_Teks yang Ditampilkan_
┌────────

IV.              Pemahaman dogmatis tentang jabatan kependetaan di HKBP
Secara umum tugas-tugas kependetaan di HKBP sebagai teman sekerja Allah dibagi atas tiga bagian:
IV.1                       Pendeta Sebagai Pemimpin
Sebagai seorang pemimpin, pendeta adalah orang yang lebih dahulu mengambil langkah-langkah, mempelopori, dan menggerakkan anggota jemaat mencapai tujuan bersama. Dalam hal itu seorang pendeta memiliki hak dan kuasa ( bdn. Ef. 2:2;4:11-12; Mat. 28:29-20), tetapi harus mempertangung jawabkannya menurut sakramen-sakramen yang ada terutama kepada Allah.[10]
IV.2                       Pendeta Sebagai Pelayan
Sebagai seorang pelayan, pendeta merupakan seorang guru yang bertugas untuk mengajar dan mendidik jemaat tentang kebenaran firman Tuhan. Sebagai seorang pelayan, pendeta harus mampu masuk dan merasakan apa yang dirasakan jemaat, dan pendeta juga harus menjadi seorang penegak keadilan bagi orang-orang yang tertindas.
IV.3                       Pendeta Sebagai Pengkhotbah
Sebagai seorang pengkhotbah, pendeta harus menyatakan kebenaran Kitab Suci, dan seluruh kehidupannya harus sesuai dengan firman Allah (menjadi pengkhotbah yang hidup)[11]. Pendeta haruslah berbicara atas nama Allah, dan Kitab Suci, oleh otoritas kepada jemaat.

└────────

_Instruksi 1_
Sebutkan setiap baris dalam daftar di bawah yang memuat kata "mown". Huruf besar dan kecil dibedakan.
_Instruksi 2_
Lanjutkan teks tentang jabatan kependetaan di HKBP di atas, mulai setelah kalimat terakhirnya.

_Daftar yang Ditampilkan_
┌────────

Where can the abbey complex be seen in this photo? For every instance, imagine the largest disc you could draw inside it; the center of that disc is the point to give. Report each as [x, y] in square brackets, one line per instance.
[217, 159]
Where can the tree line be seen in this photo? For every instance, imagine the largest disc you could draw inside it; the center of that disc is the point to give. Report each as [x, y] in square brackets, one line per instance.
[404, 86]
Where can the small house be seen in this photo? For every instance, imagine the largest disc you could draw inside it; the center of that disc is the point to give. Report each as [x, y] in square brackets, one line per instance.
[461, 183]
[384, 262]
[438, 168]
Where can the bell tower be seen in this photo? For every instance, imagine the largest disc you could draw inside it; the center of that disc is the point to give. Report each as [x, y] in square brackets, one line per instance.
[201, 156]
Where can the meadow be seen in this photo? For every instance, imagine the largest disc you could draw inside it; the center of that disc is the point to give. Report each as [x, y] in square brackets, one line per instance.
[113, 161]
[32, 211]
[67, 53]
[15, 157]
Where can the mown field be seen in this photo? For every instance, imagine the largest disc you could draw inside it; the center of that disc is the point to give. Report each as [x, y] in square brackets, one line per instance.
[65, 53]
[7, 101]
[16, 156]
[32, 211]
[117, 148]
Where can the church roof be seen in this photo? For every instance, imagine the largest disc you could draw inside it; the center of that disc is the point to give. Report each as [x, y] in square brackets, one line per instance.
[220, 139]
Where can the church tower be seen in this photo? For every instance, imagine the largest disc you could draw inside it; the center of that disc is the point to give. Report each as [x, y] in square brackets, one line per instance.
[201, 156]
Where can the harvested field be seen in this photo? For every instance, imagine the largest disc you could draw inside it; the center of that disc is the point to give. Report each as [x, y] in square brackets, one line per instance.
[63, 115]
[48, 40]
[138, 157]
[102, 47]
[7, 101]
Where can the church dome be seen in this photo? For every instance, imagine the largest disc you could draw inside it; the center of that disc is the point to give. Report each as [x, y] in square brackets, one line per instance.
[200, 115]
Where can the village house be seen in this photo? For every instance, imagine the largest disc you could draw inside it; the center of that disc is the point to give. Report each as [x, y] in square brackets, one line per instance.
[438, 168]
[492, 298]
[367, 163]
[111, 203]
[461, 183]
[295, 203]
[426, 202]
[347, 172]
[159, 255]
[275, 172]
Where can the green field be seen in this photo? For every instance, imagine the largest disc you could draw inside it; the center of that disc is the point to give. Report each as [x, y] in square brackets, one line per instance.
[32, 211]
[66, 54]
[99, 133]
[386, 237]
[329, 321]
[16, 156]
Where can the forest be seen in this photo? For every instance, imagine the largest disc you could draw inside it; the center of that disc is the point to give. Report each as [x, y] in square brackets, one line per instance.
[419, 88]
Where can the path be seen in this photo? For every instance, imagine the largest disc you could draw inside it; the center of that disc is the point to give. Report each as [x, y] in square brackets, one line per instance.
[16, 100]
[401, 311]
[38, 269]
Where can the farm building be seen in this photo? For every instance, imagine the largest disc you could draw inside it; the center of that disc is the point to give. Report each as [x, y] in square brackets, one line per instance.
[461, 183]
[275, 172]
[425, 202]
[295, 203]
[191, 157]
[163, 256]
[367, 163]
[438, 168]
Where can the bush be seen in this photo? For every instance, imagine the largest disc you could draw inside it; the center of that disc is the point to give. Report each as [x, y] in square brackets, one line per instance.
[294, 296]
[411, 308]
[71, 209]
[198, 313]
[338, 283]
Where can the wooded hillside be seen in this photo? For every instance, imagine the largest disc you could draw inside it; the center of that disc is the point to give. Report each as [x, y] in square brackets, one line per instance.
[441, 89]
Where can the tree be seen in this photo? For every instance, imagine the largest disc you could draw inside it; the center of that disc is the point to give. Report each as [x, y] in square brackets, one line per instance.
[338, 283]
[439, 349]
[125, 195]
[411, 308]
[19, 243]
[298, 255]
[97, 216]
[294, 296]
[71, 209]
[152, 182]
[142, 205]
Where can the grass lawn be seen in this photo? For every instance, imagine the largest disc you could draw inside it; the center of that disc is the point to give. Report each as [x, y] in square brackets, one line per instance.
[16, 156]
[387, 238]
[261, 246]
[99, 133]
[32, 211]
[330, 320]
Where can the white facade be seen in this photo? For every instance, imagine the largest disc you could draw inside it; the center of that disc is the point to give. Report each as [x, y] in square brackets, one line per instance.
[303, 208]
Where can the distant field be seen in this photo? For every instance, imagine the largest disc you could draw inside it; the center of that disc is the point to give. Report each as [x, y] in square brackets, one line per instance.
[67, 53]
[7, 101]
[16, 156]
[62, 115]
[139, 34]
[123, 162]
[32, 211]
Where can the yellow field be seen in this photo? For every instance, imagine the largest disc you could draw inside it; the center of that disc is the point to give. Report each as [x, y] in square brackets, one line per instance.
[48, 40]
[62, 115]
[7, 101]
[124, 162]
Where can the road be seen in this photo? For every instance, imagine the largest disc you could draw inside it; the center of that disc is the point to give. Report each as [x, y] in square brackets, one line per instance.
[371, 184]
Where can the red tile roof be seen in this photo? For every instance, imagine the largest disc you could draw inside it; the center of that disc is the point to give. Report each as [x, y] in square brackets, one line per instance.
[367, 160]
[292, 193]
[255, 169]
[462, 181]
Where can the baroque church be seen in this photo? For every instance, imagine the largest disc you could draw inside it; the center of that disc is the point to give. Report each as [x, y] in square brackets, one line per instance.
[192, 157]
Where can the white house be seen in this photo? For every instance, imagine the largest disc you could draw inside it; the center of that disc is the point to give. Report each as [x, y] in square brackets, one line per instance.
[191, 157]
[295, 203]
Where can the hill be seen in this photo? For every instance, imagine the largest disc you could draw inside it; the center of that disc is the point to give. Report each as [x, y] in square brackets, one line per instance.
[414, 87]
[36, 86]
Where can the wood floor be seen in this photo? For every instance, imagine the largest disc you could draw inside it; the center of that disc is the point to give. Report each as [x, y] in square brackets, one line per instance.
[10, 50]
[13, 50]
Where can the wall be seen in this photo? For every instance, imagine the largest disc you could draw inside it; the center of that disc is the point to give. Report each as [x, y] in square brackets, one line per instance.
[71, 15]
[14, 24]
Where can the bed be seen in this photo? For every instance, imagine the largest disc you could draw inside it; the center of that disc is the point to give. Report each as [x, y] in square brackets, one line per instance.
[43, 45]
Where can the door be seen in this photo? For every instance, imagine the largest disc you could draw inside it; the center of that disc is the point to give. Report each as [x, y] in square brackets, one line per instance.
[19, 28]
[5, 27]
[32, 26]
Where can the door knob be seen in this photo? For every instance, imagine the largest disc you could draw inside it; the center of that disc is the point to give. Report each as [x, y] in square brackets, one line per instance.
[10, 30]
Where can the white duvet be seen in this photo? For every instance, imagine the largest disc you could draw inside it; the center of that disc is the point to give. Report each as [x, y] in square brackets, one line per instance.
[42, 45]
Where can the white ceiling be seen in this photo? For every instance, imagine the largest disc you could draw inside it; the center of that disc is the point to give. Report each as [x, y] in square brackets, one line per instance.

└────────

_Hasil Akhir 1_
Where can the mown field be seen in this photo? For every instance, imagine the largest disc you could draw inside it; the center of that disc is the point to give. Report each as [x, y] in square brackets, one line per instance.

_Hasil Akhir 2_
            Berdasarkan pembagian tugas pendeta secara umum dia atas, maka HKBP merumuskan tugas pendeta dalam beberapa ketetapan, yaitu:
  • Konfessi HKBP
Menurut konfessi HKBP tahun1951 pasal 9 tentang tugas jabatan-jabatan pelayan gereja adalah sebagai berikut
  1. Memberitakan Injil kepada anggota-anggota gereja dan luar gereja.
  2. Untuk melayani sakramen babtisan kudus dan Perjamuan Kudus.
  3. Untuk menggembalakan jemaat.
  4. Untuk mengajar kemurnian ajaran, melakukan tuntutan jiwa, dan melawan ajaran-ajaran sesat.
  5. Untuk melakukan pekerjaan diakonia
Selain untuk menegaskan tugas jabatan pelayan gereja, pasal ke -9 ini bertujuan untuk melawan pendapat yang meniadakan jabatan gerjawi seseorang atas pertimbangan pribadi bukan karena sesuatu hal yang dilakukan, yang bertentangan dengan jabatan gerejawi tersebut. Pasal ini juga bertujuan untuk menoak setiap pelayan yang melakukan pelayanan jika bukan karena gereja yang menyerahkan jabatan itu kepadanya.
            Melalui konfessi di atas jelaslah bahwa kepelbagaian jabatan pelayan di tengah-tengah harus menyerahkan dirinya secara sungguh-sungguh dalam melaksanakan tugas panggilannya di tengah-tengah gereja.
  • Agenda HKBP
Dalam agenda HKBP tugas jabatan pendeta adalah suatu tugas yang kudus. Oleh karena itu diperhatikan kepada para pendeta agar sungguh-sungguh menyadari betapa berat dan mulianya tugas jabatan tersebut. Tugas jabatan pendeta menurut agenda HKBP adalah sebagai berikut[12]..
  1. Memelihara harta yang telah diterima dari Yesus Kristus seperti yang dilakukan oleh gembala, memelihara yang dipercayakan kepadanya agar jangan tersesat, karena kelak akan mempertanggungjawabkannya di hadapan Tuhan, menjadi teladan dan memberitakan Yesus Kristus yang diutus Allah untuk memperbaharui persekutuan manusia dengan Allah, karena dialah jalan kepada kehidupan, jalan kepada pertobatan dan jalan untuk kerukunan manusia dengan Allah.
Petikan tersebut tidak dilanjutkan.